EXERCISE INPUT:
* * * * *

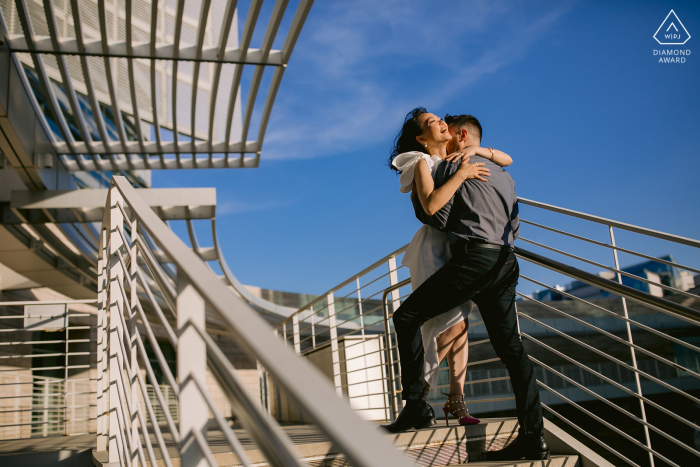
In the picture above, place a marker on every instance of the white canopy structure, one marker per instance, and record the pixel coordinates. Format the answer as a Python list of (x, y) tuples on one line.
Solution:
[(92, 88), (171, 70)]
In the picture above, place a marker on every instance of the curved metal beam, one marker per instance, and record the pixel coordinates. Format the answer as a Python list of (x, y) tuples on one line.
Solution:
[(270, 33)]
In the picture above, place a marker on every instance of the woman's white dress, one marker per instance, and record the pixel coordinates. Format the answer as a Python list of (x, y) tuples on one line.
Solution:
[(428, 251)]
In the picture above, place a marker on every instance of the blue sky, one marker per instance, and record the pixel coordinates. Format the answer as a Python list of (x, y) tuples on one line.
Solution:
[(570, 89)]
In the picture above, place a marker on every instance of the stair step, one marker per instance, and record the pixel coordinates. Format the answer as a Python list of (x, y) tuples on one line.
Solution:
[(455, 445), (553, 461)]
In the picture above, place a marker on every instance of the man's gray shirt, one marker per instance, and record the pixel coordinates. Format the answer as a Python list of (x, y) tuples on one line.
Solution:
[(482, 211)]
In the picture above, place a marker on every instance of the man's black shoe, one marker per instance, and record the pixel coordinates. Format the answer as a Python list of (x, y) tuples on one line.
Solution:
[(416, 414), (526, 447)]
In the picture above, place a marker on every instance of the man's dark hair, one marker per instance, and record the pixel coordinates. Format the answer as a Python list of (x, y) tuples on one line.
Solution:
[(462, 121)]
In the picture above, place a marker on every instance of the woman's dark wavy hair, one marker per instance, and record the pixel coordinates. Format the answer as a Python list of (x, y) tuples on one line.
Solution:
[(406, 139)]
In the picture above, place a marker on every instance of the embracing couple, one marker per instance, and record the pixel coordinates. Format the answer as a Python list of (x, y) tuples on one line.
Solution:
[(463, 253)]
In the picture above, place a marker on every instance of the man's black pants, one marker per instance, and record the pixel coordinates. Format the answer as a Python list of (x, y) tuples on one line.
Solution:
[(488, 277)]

* * * * *

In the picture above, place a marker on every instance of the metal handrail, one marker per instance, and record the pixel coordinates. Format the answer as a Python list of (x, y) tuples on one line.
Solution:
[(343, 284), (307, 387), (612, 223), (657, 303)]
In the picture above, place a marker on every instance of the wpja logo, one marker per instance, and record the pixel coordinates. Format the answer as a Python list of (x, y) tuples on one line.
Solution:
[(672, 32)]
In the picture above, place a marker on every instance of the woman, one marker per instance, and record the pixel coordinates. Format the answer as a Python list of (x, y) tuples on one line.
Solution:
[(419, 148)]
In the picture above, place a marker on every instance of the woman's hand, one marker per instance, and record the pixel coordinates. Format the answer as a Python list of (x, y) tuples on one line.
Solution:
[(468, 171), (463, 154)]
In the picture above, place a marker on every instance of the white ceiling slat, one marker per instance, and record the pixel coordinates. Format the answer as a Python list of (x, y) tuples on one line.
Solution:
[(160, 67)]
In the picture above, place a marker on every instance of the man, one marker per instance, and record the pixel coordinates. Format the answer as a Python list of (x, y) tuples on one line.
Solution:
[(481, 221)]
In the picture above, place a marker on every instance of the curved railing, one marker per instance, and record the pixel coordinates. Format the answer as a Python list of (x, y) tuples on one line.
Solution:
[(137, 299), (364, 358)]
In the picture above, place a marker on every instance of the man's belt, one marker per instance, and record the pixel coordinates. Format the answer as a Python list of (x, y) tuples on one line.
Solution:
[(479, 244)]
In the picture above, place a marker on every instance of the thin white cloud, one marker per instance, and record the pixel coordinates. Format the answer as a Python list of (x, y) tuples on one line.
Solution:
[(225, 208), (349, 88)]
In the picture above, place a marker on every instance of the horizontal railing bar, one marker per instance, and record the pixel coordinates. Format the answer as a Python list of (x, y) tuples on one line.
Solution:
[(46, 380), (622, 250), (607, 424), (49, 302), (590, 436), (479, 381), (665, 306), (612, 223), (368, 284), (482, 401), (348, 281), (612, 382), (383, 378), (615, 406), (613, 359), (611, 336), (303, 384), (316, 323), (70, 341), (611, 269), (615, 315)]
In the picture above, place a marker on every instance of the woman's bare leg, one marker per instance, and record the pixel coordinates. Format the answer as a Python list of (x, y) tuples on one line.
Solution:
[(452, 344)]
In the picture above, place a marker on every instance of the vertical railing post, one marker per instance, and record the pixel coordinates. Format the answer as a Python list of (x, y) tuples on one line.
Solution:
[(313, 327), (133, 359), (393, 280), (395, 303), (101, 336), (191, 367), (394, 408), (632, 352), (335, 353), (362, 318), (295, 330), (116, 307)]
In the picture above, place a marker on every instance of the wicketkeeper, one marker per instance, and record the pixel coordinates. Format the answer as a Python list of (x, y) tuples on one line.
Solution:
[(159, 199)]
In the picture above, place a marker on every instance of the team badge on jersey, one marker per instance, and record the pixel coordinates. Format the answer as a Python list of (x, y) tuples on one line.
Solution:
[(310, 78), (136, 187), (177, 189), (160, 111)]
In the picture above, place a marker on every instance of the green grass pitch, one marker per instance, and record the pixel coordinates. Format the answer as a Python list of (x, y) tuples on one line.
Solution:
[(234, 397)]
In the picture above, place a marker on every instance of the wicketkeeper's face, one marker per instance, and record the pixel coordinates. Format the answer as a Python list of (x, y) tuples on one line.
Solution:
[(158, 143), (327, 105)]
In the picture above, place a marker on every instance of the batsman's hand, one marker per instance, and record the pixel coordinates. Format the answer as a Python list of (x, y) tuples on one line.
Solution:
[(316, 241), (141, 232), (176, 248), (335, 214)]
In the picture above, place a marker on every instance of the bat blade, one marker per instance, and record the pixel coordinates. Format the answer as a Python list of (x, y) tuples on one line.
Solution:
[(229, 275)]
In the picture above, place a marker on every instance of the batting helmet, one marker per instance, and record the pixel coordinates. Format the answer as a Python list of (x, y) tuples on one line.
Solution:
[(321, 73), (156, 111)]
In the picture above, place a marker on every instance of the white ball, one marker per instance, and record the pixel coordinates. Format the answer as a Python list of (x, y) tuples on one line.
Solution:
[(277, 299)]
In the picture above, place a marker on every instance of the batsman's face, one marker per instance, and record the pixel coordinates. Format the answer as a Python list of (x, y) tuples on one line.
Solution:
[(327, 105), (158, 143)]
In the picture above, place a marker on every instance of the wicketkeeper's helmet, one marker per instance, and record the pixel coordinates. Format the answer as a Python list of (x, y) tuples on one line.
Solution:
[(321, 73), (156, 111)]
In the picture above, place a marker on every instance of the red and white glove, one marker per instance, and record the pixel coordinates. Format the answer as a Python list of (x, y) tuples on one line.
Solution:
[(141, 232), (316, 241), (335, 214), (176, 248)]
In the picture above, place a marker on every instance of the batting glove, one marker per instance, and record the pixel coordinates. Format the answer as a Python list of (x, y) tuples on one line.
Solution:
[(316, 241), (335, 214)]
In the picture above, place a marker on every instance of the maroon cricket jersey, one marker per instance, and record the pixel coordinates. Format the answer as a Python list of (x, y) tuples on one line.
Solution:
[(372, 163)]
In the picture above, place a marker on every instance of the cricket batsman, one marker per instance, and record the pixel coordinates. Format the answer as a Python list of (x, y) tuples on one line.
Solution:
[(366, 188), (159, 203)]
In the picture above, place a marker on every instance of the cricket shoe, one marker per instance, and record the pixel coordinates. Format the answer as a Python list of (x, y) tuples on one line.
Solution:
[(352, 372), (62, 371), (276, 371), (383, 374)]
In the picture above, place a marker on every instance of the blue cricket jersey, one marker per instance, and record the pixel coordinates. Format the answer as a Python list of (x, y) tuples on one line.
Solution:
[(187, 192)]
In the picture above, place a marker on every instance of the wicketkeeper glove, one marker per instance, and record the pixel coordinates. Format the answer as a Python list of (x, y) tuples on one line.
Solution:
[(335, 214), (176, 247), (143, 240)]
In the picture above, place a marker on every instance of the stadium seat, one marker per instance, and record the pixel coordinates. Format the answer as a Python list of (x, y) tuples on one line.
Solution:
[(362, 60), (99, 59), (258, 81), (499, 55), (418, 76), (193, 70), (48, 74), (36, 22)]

* * * * *

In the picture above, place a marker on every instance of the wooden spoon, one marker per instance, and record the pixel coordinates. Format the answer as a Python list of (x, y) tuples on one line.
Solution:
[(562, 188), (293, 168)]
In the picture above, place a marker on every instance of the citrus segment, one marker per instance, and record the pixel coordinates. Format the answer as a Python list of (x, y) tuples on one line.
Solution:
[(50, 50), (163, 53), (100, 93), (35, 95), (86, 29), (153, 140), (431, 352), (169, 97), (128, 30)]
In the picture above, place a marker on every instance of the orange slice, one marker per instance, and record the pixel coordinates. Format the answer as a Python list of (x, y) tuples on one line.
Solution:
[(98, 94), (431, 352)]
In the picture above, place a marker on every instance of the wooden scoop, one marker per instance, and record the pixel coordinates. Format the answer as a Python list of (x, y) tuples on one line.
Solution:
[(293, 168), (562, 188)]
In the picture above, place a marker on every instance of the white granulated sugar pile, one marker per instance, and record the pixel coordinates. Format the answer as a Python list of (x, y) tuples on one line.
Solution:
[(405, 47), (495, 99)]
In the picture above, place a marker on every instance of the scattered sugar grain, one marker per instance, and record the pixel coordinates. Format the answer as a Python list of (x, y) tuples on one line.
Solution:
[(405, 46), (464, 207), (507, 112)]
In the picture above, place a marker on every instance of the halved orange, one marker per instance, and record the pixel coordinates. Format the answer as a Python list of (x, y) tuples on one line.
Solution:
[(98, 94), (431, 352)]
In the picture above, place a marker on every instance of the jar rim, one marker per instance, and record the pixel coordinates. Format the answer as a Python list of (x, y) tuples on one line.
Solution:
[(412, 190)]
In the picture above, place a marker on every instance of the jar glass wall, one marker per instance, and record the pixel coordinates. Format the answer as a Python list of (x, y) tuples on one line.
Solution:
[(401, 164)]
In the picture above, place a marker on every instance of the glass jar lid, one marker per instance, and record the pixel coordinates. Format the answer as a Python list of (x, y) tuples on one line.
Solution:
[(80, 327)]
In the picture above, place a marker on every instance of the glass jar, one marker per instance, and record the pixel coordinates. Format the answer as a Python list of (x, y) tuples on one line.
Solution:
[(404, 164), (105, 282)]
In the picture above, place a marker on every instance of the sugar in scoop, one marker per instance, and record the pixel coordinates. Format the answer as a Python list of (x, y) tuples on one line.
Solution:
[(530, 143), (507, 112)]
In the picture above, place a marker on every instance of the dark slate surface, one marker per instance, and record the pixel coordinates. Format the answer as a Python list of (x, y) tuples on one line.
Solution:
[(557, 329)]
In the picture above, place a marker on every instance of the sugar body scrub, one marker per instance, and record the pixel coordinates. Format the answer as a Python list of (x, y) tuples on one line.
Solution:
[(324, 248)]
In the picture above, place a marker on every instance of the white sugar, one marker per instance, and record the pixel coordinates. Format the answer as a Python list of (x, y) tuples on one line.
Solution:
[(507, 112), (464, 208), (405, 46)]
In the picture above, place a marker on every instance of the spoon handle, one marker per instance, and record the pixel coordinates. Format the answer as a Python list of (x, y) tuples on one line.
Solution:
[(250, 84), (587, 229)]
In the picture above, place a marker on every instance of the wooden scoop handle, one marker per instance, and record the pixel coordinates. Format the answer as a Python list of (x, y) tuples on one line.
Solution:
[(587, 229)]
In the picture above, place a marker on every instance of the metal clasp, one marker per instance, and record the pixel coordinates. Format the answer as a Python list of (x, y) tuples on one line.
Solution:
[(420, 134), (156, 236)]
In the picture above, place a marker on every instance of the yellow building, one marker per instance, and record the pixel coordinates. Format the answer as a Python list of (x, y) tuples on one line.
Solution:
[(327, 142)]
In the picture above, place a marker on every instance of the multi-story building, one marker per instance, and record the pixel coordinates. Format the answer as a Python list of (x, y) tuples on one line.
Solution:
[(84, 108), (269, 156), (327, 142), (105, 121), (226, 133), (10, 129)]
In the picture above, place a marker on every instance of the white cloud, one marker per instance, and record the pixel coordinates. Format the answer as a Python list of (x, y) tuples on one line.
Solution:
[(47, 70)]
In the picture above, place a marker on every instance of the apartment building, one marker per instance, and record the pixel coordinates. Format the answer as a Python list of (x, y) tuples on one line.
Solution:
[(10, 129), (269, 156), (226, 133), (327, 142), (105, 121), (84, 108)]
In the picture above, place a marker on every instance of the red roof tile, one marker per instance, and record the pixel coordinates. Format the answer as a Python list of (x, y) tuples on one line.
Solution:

* * * * *

PROBLEM STATEMENT:
Copy the listing verbatim, starting at the line that contains "white sugar, one" and ending after the line that contains "[(587, 229)]".

EXERCISE RESPONSE:
In the picture above, place a marker on every instance of the white sugar, one marker per instance, and record the pixel coordinates. Format the answer as a Python list of (x, y) tuples on one line.
Solution:
[(507, 112), (464, 208), (405, 46)]
In the picture above, place a marker on every instance of the spoon handle, one marker per instance, and record the pixel coordinates. Format the answer as a Python list of (x, y) tuples on one line.
Solution:
[(250, 84), (587, 229)]
In the picture above, place a marker on every instance of the wooden scoop handle, one marker per instance, and record the pixel coordinates. Format the answer as a Python list of (x, y) tuples on one line.
Solution:
[(587, 229)]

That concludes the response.